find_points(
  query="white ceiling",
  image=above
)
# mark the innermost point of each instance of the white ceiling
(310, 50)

####################

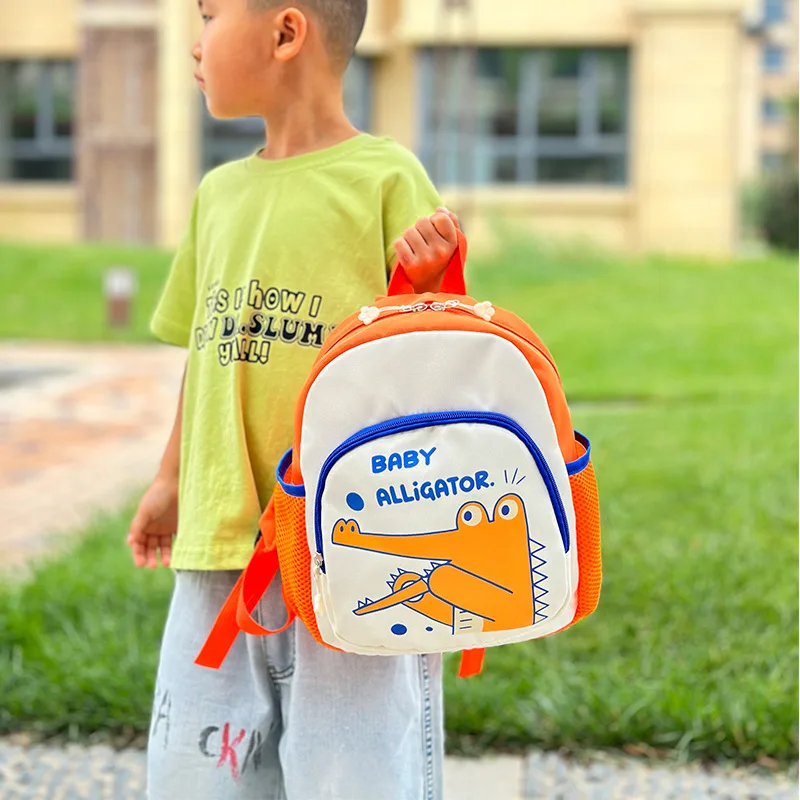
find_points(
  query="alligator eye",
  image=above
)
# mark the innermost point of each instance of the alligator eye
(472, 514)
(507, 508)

####################

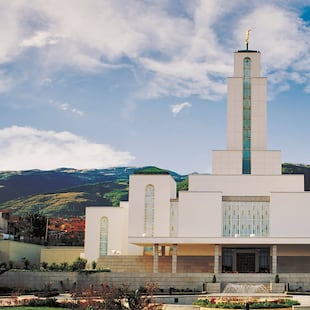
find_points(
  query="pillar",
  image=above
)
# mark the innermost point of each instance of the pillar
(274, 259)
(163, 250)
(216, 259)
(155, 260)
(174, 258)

####################

> [EXERCISE DIRECTIONS] Copy out each line of the entries above that contains the string "innermost". Only lines with matching case count.

> [ANSWER BELOW]
# mark the innermost point of each instance of the white ceiling
# mark the innermost point of each instance of the alligator eye
# mark the innermost point of each instance of the pillar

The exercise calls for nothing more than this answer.